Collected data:
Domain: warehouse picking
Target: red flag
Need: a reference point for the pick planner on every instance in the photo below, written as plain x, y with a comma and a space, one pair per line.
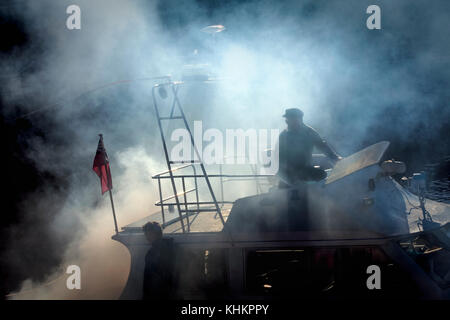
101, 166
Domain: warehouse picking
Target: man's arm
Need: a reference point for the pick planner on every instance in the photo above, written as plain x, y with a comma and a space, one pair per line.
323, 146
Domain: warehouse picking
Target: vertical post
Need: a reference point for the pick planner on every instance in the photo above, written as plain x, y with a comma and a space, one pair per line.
114, 212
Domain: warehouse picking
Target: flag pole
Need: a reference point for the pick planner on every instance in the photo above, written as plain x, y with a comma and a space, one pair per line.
114, 211
110, 196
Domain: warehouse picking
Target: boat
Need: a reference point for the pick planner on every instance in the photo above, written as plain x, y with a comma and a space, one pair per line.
356, 234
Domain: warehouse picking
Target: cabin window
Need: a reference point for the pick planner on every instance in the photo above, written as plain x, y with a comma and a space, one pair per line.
323, 272
201, 273
431, 255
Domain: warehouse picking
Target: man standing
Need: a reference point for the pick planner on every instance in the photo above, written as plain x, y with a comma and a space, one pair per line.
296, 144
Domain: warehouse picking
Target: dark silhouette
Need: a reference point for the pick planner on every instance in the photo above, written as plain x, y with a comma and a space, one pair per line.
158, 274
296, 144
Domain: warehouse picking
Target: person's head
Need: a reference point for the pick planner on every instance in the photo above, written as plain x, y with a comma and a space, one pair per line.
152, 231
294, 117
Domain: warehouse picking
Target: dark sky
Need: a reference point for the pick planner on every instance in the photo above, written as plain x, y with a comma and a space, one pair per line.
413, 43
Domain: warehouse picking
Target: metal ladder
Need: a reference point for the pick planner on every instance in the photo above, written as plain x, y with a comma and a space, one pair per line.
181, 207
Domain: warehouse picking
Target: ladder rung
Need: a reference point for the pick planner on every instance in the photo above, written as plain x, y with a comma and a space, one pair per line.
167, 171
178, 195
198, 210
182, 161
192, 203
170, 118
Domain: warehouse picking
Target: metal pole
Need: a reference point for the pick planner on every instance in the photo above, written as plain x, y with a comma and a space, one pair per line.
114, 211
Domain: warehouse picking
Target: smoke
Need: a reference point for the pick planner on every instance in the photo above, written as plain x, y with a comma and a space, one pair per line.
356, 86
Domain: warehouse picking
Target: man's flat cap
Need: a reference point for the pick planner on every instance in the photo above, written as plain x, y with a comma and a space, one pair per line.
293, 113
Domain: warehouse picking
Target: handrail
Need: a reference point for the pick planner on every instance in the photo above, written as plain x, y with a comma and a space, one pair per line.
220, 175
173, 196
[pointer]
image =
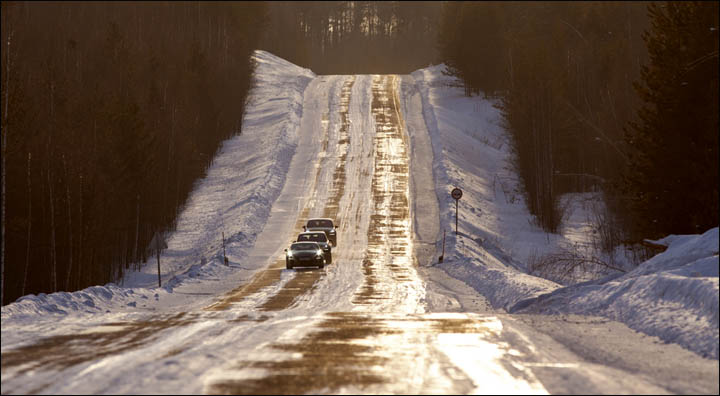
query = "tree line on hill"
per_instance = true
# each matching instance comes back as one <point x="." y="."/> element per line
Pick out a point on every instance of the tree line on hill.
<point x="615" y="97"/>
<point x="354" y="37"/>
<point x="110" y="112"/>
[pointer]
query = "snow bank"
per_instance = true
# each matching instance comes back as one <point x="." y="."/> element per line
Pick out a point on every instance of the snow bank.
<point x="674" y="295"/>
<point x="235" y="197"/>
<point x="496" y="233"/>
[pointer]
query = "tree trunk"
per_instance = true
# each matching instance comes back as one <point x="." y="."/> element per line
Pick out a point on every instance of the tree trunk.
<point x="27" y="253"/>
<point x="67" y="190"/>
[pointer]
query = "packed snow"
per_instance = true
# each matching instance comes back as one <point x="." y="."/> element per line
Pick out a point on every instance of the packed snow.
<point x="674" y="295"/>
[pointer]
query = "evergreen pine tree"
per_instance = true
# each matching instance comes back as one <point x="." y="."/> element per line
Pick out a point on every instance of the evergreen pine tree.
<point x="672" y="180"/>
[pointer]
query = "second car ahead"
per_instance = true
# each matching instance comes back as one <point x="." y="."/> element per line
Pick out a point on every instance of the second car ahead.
<point x="304" y="254"/>
<point x="323" y="224"/>
<point x="321" y="238"/>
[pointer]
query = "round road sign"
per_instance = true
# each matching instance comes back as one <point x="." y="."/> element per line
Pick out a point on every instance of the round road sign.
<point x="456" y="193"/>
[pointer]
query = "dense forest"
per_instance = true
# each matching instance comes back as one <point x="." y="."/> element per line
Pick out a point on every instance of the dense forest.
<point x="354" y="37"/>
<point x="112" y="110"/>
<point x="615" y="97"/>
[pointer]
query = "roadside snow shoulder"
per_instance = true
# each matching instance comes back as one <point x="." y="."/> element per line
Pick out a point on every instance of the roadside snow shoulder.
<point x="235" y="197"/>
<point x="674" y="295"/>
<point x="470" y="151"/>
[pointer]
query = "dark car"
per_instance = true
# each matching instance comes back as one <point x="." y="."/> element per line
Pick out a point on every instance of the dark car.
<point x="304" y="254"/>
<point x="321" y="238"/>
<point x="323" y="224"/>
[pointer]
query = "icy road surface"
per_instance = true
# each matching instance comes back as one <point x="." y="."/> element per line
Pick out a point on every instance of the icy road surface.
<point x="370" y="322"/>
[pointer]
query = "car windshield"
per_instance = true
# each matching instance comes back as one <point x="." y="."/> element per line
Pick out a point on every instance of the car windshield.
<point x="320" y="223"/>
<point x="316" y="236"/>
<point x="304" y="246"/>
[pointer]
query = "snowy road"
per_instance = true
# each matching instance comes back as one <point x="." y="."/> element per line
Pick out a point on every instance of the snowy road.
<point x="374" y="321"/>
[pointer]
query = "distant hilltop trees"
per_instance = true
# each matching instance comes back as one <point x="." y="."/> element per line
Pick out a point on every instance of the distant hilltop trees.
<point x="615" y="97"/>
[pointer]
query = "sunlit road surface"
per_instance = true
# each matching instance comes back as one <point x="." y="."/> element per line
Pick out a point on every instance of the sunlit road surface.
<point x="360" y="325"/>
<point x="386" y="344"/>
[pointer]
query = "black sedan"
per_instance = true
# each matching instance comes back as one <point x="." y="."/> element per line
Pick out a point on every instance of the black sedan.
<point x="304" y="254"/>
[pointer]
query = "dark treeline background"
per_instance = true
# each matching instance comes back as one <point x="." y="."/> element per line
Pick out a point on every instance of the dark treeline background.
<point x="354" y="37"/>
<point x="617" y="97"/>
<point x="111" y="111"/>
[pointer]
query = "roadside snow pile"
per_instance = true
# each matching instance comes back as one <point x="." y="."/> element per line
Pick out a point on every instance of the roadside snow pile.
<point x="674" y="295"/>
<point x="471" y="151"/>
<point x="246" y="177"/>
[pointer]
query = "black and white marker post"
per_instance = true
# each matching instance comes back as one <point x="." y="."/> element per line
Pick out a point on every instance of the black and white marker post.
<point x="456" y="194"/>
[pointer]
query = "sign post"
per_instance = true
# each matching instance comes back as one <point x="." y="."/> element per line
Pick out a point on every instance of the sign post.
<point x="456" y="194"/>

What you need to do =
In the copy, include no pictures; restate the listing above exactly.

Complete response =
Domain: warehouse picking
Target: red flag
Need: a reference point for the pick planner on every instance in the photo below, written as plain x, y with a comma and a space, one pair per line.
101, 166
Domain: warehouse picking
Target: man's arm
Need: a reference point for the pick planner on every instance in the photo above, written as plain x, y with a comma and a space, one pair per line.
323, 146
Domain: warehouse picking
Target: vertical post
Need: a reference point for the pick planner on every instance in the photo above, written as plain x, y with a comma and a space, one pair per line.
114, 212
Domain: warehouse picking
Target: flag pole
Need: a reference point for the pick planner on every instance in the photo above, written as plain x, y with a comma and a space, one pair per line.
114, 211
110, 196
Domain: warehouse picking
Target: boat
Need: a reference point for the pick planner on every instance in the photo above, written as plain x, y with a comma and a space, one pair per line.
356, 234
Domain: warehouse picking
Target: cabin window
Need: a reference point for the pick planner on every instance in the photo above, written as plain x, y with a comma and a space, one pair per line.
323, 272
201, 273
431, 255
Domain: warehouse picking
Target: man standing
Need: a reference point for the pick planner on every instance in the photo above, written as plain x, y with a comma and a space, one pair per line.
296, 144
Domain: warehouse picking
Target: dark silhouette
Need: a reference point for the pick planner on every instance in the photo above, written as plain x, y with a comma and a space, one pair per line.
158, 274
296, 144
Domain: warehouse picking
Target: person's head
Need: a reference point for the pick planner on every instance in the photo above, written as plain x, y with a comma and a space, one pair per line.
152, 231
294, 117
Domain: warehouse picking
Target: dark sky
Need: a reference point for the pick planner on every instance in the photo above, written as plain x, y with a comma and a space, one pair per line.
413, 43
Domain: warehouse picking
Target: metal ladder
Need: a reference point for the pick planner on every instance in the photo above, written as plain x, y with a comma and a space, one pair per line.
181, 207
Domain: warehouse picking
Target: ladder rung
Need: a reference point for the pick planner on every instance in the photo above, written as plain x, y with a comma and a space, one pair per line.
167, 171
178, 195
198, 210
182, 161
192, 203
170, 118
Domain: warehouse picking
Target: metal pole
Need: a reference point for the pick planner on every instance in the photo above, written as plain x, y with a comma and a space, one pair per line.
114, 211
Domain: warehouse picking
Target: smoke
Need: a reference point for the pick planner on every instance in the photo above, written as plain x, y with a comma and a space, one pair per line.
356, 86
Domain: warehouse picking
Target: man's flat cap
Need: a reference point for the pick planner on every instance in the photo above, written as plain x, y with a comma and a space, one pair per line.
293, 113
Domain: warehouse picking
Target: handrail
Need: a reference point for the pick planner on every instance in the photo above, written as plain x, y with a comma and a space, one pair per line.
220, 175
173, 196
[pointer]
image =
query = "tree line on hill"
per_instance = true
# each matching instance comes back as one <point x="." y="."/> element per line
Pick out a point on every instance of the tree line on hill.
<point x="615" y="97"/>
<point x="354" y="37"/>
<point x="110" y="112"/>
[pointer]
query = "snow bank"
per_instance = true
# each matching instance comes back as one <point x="." y="."/> element per line
Pick out a point on every instance of the snow bank.
<point x="674" y="295"/>
<point x="235" y="197"/>
<point x="496" y="233"/>
[pointer]
query = "tree trunk"
per_instance = true
# each matching instance comes back as one <point x="." y="."/> element per line
Pick out a point on every instance of the tree trunk.
<point x="27" y="253"/>
<point x="67" y="190"/>
[pointer]
query = "packed snow"
per_instance = true
# each matching instance comes back as one <point x="." y="."/> element per line
Pick out a point on every instance of the packed snow.
<point x="674" y="295"/>
[pointer]
query = "evergreen pine tree"
per_instance = true
# each matching instance comes back as one <point x="." y="."/> element per line
Pick out a point on every instance of the evergreen pine tree.
<point x="672" y="180"/>
[pointer]
query = "second car ahead"
per_instance = true
# each matching instance comes back as one <point x="." y="."/> element per line
Pick out a point on every instance of the second car ahead.
<point x="304" y="254"/>
<point x="323" y="224"/>
<point x="321" y="238"/>
[pointer]
query = "round road sign"
per_instance = true
# each matching instance comes back as one <point x="." y="."/> element per line
Pick out a point on every instance of the round road sign.
<point x="456" y="193"/>
[pointer]
query = "dense forest"
per_instance = true
# each matching instance comes back as one <point x="." y="."/> element per line
Pick out a point on every instance of the dense forest.
<point x="354" y="37"/>
<point x="112" y="110"/>
<point x="615" y="97"/>
[pointer]
query = "roadside snow shoulder"
per_instance = true
# each matching instance comes back as one <point x="." y="."/> element per line
Pick out a point on every instance of the roadside snow shoulder.
<point x="235" y="197"/>
<point x="674" y="295"/>
<point x="470" y="151"/>
[pointer]
query = "dark car"
per_instance = true
# each matching instance comes back as one <point x="." y="."/> element per line
Pick out a point on every instance of the dark car.
<point x="304" y="254"/>
<point x="321" y="238"/>
<point x="323" y="224"/>
[pointer]
query = "icy road surface"
per_instance = true
# each matching instance comes back as one <point x="." y="."/> element per line
Pick out a point on every instance of the icy road surface.
<point x="370" y="322"/>
[pointer]
query = "car windshield"
per_instance = true
# each matching instance comes back as one <point x="." y="."/> element per line
Pick out a point on every instance of the car windshield.
<point x="320" y="223"/>
<point x="316" y="236"/>
<point x="304" y="246"/>
[pointer]
query = "snowy road"
per_instance = true
# each matching instance comes back as one <point x="." y="."/> element per line
Pick out a point on every instance of the snowy road.
<point x="374" y="321"/>
[pointer]
query = "distant hilltop trees"
per_instance = true
# each matching instance comes back as one <point x="." y="."/> element per line
Pick out a point on every instance of the distant hilltop trees.
<point x="615" y="97"/>
[pointer]
query = "sunlit road surface"
per_instance = true
# each matching instance comes back as one <point x="." y="."/> element per line
Pick out a point on every instance of the sunlit road surface.
<point x="360" y="325"/>
<point x="386" y="344"/>
[pointer]
query = "black sedan"
per_instance = true
# each matching instance comes back as one <point x="." y="."/> element per line
Pick out a point on every instance of the black sedan.
<point x="304" y="254"/>
[pointer]
query = "dark treeline background"
per_instance = true
# each matching instance comes back as one <point x="." y="."/> element per line
Pick out a point on every instance of the dark treeline background.
<point x="354" y="37"/>
<point x="617" y="97"/>
<point x="111" y="111"/>
[pointer]
query = "roadside snow pile"
per_instance = true
# each matching instance comes back as one <point x="." y="."/> element per line
Pick out a point on every instance of the roadside snow pile.
<point x="674" y="295"/>
<point x="471" y="151"/>
<point x="246" y="177"/>
[pointer]
query = "black and white marker post"
per_instance = true
# each matching instance comes back as one <point x="." y="."/> element per line
Pick out a point on every instance of the black and white marker post.
<point x="456" y="194"/>
[pointer]
query = "sign post"
per_instance = true
# each matching instance comes back as one <point x="." y="."/> element per line
Pick out a point on every instance of the sign post.
<point x="456" y="194"/>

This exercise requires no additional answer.